◆ **READING PASSAGE**
○ ○ ○ ○

2. Materials and Methods

A total of 15 violin wedges, intended for the construction of the top plates of the violin resonant body, were used in this study. Wedges made of spruce wood (Picea abies Karst.) were obtained from the mountain areas of the Silesian Beskid (near the village of Istebna). The material was free from defects in any form and had been seasoned for at least 5 years, under constant environmental conditions (T = 20 °C and RH = 50% ± 2%). Wedges with minimum dimensions of length 480 mm, width 180 mm in the radial direction and thickness 10–60 mm in the tangential direction were characterized by a straight grain arrangement. A total of 130 samples with dimensions of 10 mm × 10 mm × 150 mm (last dimension along the grain) were obtained from these wedges, for the static bend test.

Density of wood (ρ) was determined on each wood sample, designed to determine the bending strength of wood. The sample densities were determined according to the method recommended by ISO 13061-2:2014 [25]. The mass of each sample was measured on an analytical balance (Sartorius GmbH, Göttingen, Germany) (±0.001 g accuracy). The dimensions were measured with a digital caliper, to the accuracy of ±0.01 mm.

Mechanical tests were made by using the equipment ZWICK ZO50TH wood testing machine (Zwick/Roell, Ulm, Germany), which software allowed to calculate, e.g., MOE and modulus of rupture (MOR). The three-point bending test was carried out in accordance with PN-77/D-04103 [26]. The determination of MOE on each sample was preceded by the determining a value of the proportional limit force for samples of different density. For this purpose, 16 samples with a different macrostructure were subjected to a bend test for destruction. In this way, the mean value of the stress and force at the proportional limit was determined, which was 200 N. The bending of the samples with a force less than the proportional limit does not cause permanent deformation in the wood, so it was possible to reuse the beams for measuring the MOE, after the OHT modification. To determine the MOE, the sample was placed on 120 mm spacing supports of a ZwickRoell testing machine (Zwick/Roell, Ulm, Germany). The direction of the bending force was tangential to the annual increments. The moisture content of wood has a very strong influence on the mechanical properties of wood [27]. To eliminate this factor in the wood before and after modification, the determination of MOE was carried out at a wood moisture content close to MC = 0%. This determines the direct impact of thermal modification on mechanical and acoustic parameters. Next, analogous determinations were carried out after air-conditioning of the samples at T = 20 °C and humidity RH = ~65%, which allowed us to achieve equilibrium moisture content of the control wood, at MC = 9%, which allowed us to check how the wood parameters change under normal environmental conditions.

○ ○ ○ ○

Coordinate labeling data
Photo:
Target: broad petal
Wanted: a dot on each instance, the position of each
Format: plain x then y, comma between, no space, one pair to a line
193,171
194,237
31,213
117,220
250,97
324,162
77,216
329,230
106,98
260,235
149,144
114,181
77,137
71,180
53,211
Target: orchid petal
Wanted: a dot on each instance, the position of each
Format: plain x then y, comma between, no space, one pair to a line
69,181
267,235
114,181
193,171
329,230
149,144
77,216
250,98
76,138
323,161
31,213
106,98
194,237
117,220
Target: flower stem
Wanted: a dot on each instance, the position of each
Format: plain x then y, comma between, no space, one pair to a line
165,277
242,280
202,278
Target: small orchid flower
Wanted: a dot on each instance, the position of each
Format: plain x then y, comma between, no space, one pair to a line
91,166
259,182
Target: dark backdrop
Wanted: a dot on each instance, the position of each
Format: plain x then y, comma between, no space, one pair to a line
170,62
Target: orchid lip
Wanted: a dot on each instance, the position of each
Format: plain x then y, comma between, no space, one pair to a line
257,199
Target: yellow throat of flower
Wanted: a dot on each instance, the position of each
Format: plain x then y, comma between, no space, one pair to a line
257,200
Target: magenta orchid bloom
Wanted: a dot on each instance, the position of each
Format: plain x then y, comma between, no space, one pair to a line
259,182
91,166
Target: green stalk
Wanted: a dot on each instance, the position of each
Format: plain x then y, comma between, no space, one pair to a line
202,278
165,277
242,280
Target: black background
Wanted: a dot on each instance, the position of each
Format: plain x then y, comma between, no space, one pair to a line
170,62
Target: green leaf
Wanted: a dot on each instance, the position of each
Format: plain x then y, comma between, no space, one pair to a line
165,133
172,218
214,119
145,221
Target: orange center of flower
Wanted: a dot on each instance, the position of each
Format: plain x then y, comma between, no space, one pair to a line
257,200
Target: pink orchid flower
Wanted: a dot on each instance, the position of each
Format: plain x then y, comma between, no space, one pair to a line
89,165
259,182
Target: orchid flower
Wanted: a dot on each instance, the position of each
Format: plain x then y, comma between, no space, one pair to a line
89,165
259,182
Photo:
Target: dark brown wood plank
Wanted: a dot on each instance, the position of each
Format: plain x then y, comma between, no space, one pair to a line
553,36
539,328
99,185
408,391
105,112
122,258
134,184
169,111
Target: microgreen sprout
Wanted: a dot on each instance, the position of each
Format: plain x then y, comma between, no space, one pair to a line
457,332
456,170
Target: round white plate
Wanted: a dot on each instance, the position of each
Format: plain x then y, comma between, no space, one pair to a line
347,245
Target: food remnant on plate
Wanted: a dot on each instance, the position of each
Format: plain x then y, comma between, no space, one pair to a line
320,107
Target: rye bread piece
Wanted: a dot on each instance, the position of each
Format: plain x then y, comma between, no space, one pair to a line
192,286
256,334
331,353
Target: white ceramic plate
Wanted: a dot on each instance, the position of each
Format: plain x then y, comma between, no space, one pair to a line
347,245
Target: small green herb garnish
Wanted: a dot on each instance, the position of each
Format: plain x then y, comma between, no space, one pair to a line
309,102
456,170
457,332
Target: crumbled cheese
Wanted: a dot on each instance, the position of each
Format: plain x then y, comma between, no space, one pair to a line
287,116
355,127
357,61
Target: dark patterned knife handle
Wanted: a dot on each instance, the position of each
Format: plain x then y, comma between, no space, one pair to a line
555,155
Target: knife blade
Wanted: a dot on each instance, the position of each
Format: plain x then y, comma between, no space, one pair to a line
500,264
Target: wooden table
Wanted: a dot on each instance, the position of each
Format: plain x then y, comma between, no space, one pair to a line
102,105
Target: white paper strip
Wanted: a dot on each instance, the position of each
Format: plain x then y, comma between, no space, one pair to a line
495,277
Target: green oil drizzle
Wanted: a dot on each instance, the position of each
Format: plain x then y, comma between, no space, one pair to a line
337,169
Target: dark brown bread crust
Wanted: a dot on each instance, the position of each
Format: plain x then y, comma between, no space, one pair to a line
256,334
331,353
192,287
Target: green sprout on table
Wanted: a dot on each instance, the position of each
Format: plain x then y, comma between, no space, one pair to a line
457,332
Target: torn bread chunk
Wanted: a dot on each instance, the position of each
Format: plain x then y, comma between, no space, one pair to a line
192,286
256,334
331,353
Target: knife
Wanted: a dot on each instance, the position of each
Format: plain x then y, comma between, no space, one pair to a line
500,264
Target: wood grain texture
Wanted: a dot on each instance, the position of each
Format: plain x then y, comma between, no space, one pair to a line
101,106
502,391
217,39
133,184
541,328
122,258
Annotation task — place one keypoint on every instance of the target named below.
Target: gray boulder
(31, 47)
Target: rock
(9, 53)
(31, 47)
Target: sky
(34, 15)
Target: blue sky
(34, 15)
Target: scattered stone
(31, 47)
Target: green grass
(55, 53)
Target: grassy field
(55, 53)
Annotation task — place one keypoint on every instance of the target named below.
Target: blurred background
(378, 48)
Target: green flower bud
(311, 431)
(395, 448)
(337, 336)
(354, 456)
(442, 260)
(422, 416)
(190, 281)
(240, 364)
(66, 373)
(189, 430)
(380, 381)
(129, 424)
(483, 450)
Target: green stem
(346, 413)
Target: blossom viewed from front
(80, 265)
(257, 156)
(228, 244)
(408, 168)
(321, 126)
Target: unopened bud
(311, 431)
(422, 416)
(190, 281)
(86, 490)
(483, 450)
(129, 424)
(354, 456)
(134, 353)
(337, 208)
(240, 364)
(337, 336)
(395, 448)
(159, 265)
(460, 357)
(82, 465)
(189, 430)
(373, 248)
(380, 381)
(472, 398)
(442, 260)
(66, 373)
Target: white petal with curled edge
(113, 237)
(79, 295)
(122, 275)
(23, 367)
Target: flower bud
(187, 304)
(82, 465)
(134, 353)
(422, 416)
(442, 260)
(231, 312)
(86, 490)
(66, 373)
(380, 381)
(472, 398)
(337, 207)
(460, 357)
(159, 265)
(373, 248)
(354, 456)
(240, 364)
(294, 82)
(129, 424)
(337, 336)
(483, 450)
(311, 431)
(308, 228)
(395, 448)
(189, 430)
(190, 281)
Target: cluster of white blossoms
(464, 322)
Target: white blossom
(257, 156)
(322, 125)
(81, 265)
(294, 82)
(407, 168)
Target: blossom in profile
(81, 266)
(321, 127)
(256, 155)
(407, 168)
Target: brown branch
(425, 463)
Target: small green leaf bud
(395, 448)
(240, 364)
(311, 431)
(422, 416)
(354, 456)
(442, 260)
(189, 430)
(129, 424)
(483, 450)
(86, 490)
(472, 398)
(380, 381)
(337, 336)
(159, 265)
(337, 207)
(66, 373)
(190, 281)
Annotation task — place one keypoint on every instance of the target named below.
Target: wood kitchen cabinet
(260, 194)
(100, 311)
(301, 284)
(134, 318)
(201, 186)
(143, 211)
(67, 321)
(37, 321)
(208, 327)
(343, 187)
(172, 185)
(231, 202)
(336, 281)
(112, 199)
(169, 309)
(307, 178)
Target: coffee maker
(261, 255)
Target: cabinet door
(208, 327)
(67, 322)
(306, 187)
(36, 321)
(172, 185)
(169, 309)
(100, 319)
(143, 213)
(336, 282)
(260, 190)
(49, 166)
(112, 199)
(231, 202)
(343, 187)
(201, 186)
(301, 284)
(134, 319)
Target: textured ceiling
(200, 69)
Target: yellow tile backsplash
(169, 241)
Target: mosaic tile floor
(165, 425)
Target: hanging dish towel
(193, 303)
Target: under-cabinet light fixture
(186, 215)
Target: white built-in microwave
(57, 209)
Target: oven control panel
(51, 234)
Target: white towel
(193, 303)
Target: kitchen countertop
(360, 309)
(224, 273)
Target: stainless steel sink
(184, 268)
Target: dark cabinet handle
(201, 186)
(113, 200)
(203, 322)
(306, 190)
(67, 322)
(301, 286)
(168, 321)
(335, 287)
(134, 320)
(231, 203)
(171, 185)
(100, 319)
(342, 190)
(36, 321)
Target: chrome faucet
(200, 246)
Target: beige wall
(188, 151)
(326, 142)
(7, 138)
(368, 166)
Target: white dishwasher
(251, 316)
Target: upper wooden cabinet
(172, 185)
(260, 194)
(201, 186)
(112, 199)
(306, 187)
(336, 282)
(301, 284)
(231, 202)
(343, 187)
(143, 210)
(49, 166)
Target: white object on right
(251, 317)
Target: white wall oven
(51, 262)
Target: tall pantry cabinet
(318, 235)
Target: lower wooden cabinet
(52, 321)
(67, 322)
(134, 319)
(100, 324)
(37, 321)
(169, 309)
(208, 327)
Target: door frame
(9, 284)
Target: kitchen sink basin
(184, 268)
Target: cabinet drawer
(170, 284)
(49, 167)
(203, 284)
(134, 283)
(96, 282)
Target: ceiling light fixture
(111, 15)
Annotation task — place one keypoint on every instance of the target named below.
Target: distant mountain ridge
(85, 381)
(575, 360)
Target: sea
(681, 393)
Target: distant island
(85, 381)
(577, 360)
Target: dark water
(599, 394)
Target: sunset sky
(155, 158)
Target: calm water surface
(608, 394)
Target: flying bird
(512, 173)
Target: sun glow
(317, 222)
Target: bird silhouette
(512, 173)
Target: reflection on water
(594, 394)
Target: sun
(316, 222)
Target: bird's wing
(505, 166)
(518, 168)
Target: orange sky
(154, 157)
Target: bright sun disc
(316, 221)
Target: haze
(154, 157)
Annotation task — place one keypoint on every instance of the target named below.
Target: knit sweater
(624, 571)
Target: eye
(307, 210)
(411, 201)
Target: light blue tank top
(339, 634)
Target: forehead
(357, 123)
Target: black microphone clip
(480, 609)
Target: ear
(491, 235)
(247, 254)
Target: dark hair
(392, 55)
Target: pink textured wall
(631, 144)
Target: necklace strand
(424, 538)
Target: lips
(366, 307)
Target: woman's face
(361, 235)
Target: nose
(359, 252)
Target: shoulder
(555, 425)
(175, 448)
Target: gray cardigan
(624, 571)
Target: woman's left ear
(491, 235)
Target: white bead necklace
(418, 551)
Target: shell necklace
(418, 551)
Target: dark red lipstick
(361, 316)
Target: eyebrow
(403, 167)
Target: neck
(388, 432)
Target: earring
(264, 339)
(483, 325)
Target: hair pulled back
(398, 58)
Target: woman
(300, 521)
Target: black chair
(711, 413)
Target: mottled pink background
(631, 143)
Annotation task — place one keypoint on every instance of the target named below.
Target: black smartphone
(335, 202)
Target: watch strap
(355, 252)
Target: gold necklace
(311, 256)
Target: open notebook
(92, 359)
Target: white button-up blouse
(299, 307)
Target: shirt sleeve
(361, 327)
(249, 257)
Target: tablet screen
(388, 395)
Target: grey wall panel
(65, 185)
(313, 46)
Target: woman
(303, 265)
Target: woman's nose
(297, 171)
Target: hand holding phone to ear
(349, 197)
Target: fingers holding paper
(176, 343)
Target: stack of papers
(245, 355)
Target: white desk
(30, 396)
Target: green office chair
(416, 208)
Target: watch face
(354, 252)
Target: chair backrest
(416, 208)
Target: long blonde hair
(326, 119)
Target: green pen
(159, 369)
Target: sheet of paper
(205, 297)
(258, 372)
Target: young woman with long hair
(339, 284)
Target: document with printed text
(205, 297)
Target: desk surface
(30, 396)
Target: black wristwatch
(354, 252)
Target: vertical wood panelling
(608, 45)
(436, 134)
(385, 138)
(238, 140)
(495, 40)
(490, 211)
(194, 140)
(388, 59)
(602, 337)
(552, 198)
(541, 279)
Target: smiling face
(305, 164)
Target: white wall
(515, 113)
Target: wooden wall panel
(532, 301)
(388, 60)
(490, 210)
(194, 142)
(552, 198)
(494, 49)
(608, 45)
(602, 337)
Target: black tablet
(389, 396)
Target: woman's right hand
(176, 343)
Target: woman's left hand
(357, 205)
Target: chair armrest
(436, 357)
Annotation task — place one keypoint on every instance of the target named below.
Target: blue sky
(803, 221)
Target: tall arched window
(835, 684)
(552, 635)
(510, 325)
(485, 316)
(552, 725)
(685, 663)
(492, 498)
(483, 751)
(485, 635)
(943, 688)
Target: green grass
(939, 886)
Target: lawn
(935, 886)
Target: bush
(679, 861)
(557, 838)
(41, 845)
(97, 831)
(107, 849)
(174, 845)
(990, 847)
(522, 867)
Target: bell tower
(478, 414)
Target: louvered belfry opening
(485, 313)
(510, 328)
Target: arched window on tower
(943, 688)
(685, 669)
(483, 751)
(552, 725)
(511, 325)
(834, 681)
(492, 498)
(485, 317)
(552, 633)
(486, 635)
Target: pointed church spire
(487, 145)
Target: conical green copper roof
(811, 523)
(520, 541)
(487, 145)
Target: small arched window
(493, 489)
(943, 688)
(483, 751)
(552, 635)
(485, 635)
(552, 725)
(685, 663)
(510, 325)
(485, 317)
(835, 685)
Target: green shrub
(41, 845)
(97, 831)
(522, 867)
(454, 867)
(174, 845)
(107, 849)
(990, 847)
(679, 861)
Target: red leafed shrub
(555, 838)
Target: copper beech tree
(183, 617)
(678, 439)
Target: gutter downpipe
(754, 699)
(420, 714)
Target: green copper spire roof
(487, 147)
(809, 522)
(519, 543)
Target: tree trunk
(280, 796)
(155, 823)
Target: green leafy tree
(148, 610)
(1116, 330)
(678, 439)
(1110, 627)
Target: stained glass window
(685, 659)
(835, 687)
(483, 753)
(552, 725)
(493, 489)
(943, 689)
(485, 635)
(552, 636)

○ ○ ○ ○

◆ **GIVEN TASK**
Pick up the methods text on spruce violin wedges above and continue it from its final sentence.

◆ **RESULT FOR THIS EXERCISE**
After determining the density and mechanical parameters of all samples, they were divided into 4 groups (of similar mean values), for modification under different temperature variants. Modification was carried out in 4 temperature variants: 140, 160, 180 and 200 °C. These are the temperatures used when modifying wood for testing [14,21], and in industry [15]. By using several variants of the modification temperature, it was possible to determine how the temperature affects the properties of the wood. Modification was carried out by using popular and frequently used palm oil. Samples were placed in the heated oil, in a tripod, ensuring free flow of medium to each sample wall. The modification time was measured from the moment the analyzed modification temperature was reached. On the basis of data on the dynamics of wood heating [15] and preliminary studies with thermocouples, a modification time of 4 h was assumed for small samples, while for full wedges it was 16 h. After the designated modification time, the samples were taken out of the oil immediately; their surfaces were dried, to minimize the amount of oil absorbed by the samples, and then they were placed in a desiccator, to cool down and keep dry. The MOE was then determined in oven-dried and air-dried conditions. Five whole resonance wedges were modified, to determine whether the size of the modified element affects the obtained results. Large elements were modified only at the highest temperature, i.e., 200 °C. The speed-of-sound propagation in wood was determined on these samples.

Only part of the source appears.